#### Problem to solve
Please recast the rows as a JSON list of strings, one string per line and no blank lines. Begin at the first line of the rows and stop after the line that contains "679 150 L 661".

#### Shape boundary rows
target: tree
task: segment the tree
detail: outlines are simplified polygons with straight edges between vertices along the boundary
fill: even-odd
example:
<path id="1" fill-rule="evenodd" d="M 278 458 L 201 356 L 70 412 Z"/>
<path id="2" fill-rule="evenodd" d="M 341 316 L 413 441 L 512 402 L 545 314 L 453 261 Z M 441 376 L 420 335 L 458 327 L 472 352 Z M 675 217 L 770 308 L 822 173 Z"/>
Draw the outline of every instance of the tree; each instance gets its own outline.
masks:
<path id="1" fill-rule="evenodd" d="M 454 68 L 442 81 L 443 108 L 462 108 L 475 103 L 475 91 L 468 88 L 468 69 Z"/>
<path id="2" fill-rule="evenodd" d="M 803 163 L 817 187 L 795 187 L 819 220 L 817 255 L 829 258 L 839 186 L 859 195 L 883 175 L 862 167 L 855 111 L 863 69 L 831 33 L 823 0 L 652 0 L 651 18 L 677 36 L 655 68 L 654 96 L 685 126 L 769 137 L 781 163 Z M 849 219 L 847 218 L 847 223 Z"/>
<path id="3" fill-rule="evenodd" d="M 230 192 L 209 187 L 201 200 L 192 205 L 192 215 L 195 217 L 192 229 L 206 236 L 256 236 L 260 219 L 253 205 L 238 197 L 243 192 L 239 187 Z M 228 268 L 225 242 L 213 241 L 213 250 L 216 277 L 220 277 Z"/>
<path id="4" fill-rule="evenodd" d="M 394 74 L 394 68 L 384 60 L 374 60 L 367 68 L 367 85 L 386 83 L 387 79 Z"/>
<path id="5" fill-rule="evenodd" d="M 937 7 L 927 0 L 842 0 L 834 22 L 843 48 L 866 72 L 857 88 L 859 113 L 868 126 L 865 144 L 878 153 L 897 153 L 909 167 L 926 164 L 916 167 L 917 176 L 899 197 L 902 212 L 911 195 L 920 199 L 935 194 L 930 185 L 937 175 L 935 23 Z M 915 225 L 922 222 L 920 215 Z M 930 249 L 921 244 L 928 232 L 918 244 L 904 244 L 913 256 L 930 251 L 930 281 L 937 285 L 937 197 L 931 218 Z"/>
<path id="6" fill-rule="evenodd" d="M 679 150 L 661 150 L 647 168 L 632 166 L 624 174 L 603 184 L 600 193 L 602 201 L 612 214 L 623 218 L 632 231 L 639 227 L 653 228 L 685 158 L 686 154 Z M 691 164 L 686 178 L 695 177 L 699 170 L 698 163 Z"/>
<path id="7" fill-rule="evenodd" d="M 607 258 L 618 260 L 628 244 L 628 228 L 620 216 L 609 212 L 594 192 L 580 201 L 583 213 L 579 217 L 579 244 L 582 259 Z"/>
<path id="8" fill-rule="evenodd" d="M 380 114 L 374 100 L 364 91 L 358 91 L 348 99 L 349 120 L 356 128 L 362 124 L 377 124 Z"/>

#### Written solution
[
  "target: tree",
  "task: segment the tree",
  "detail: outlines are simplified polygons with straight edges between vertices along the boundary",
  "fill: even-odd",
  "example:",
  "<path id=\"1\" fill-rule=\"evenodd\" d=\"M 278 458 L 201 356 L 70 412 Z\"/>",
  "<path id=\"2\" fill-rule=\"evenodd\" d=\"M 341 316 L 413 441 L 512 402 L 545 314 L 453 261 Z M 441 376 L 420 335 L 458 327 L 472 352 Z M 675 217 L 770 308 L 822 173 Z\"/>",
  "Draw the outline of every instance of the tree; each instance gets its own outline.",
  "masks:",
  "<path id=\"1\" fill-rule=\"evenodd\" d=\"M 454 68 L 442 81 L 443 108 L 462 108 L 475 103 L 475 91 L 468 88 L 468 69 Z\"/>",
  "<path id=\"2\" fill-rule=\"evenodd\" d=\"M 803 163 L 817 187 L 795 187 L 819 220 L 817 255 L 829 258 L 839 186 L 859 195 L 883 175 L 862 167 L 855 111 L 863 69 L 831 33 L 823 0 L 652 0 L 651 18 L 677 36 L 655 68 L 654 96 L 685 126 L 769 137 L 781 163 Z M 849 219 L 847 218 L 847 223 Z\"/>",
  "<path id=\"3\" fill-rule=\"evenodd\" d=\"M 230 192 L 209 187 L 201 200 L 192 205 L 192 215 L 195 217 L 192 229 L 206 236 L 256 236 L 260 219 L 253 205 L 238 197 L 243 192 L 239 187 Z M 228 268 L 225 242 L 213 241 L 213 250 L 216 277 L 220 277 Z\"/>",
  "<path id=\"4\" fill-rule=\"evenodd\" d=\"M 394 74 L 394 68 L 384 60 L 374 60 L 367 68 L 367 85 L 386 83 L 387 79 Z\"/>",
  "<path id=\"5\" fill-rule=\"evenodd\" d=\"M 937 7 L 927 0 L 842 0 L 834 22 L 843 48 L 866 72 L 857 88 L 859 113 L 868 126 L 865 144 L 878 153 L 897 153 L 909 167 L 926 164 L 916 167 L 917 176 L 899 197 L 902 212 L 911 195 L 920 199 L 935 194 L 930 185 L 937 175 L 935 23 Z M 915 225 L 922 222 L 920 215 Z M 930 249 L 921 244 L 928 232 L 918 244 L 904 244 L 913 256 L 930 251 L 930 281 L 937 285 L 937 197 L 931 218 Z\"/>",
  "<path id=\"6\" fill-rule=\"evenodd\" d=\"M 679 150 L 661 150 L 647 168 L 632 166 L 624 174 L 603 184 L 600 193 L 602 201 L 612 214 L 623 218 L 632 231 L 639 227 L 653 228 L 685 158 L 686 154 Z M 691 164 L 686 178 L 695 177 L 699 170 L 698 163 Z\"/>"
]